Not a misconception; merely a figure of speech.
"Which shaketh the earth out of her place, and the pillars thereof tremble." [Job 9:6]
"The pillars of heaven tremble and are astonished at his reproof." [Job 26:11]
"The earth and all the inhabitants thereof are dissolved: I bear up the pillars of it. Selah." [Psalm 75:3]
In each case, "pillars" is a metaphor for "foundation." Metaphor is commonly found in the bible's books of poetry (Job, Psalms, Proverbs, Ecclesiastes, Song of Songs).
To be a literate human being, you have to know how to recognize figures of speech. Otherwise, you can't read a poem by Maya Angelou, much less a passage from the Book of Job.
And what about:
2KI 24:8 Jehoiachin was eighteen years old when he began to reign, and he reigned in Jerusalem three months. And his mother's name was Nehushta, the daughter of Elnathan of Jerusalem.
2CH 36:9 Jehoiachin was eight years old when he began to reign, and he reigned three months and ten days in Jerusalem: and he did that which was evil in the sight of the LORD.
Or perhaps:
LEV 11:6 And the hare, because he cheweth the cud, but divideth not the hoof; he is unclean unto you.
"Gerah," the term which appears in the MT means (chewed) cud, and also perhaps grain, or berry (also a 20th of a sheckel, but I think that we can agree that that is irrelevant here). It does *not* mean dung, and there is a perfectly adequate Hebrew word for that, which could have been used. Furthermore, the phrase translated "chew the cud" in the KJV is more exactly "bring up the cud." Rabbits do not bring up anything; they let it go all the way through, then eat it again. The description given in Leviticus is inaccurate, and that's that. Rabbits do eat their own dung; they do not bring anything up and chew on it.

Data excerpt:
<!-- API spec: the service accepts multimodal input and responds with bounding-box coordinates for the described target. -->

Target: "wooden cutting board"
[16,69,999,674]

Set problem 1:
Answer these questions from the passage about Bible verses:
(a) For which word is "pillars" said to be a metaphor?
(b) According to 2CH 36:9, how old was Jehoiachin when he began to reign?
(c) Which Hebrew term appears in the MT for what the KJV renders as cud?
Set problem 2: Translate this sentence from the passage about Bible verses into Spanish: "Rabbits do not bring up anything; they let it go all the way through, then eat it again."
Set problem 3: Copy word for word the part of the passage about Bible verses from "To be a literate" to "Elnathan of Jerusalem.".

Exercise result 1:
(a) Foundation.
(b) Eight years old.
(c) "Gerah."

Exercise result 2: Los conejos no regurgitan nada; lo dejan pasar por todo el recorrido y luego lo vuelven a comer.

Exercise result 3:
To be a literate human being, you have to know how to recognize figures of speech. Otherwise, you can't read a poem by Maya Angelou, much less a passage from the Book of Job.
And what about:
2KI 24:8 Jehoiachin was eighteen years old when he began to reign, and he reigned in Jerusalem three months. And his mother's name was Nehushta, the daughter of Elnathan of Jerusalem.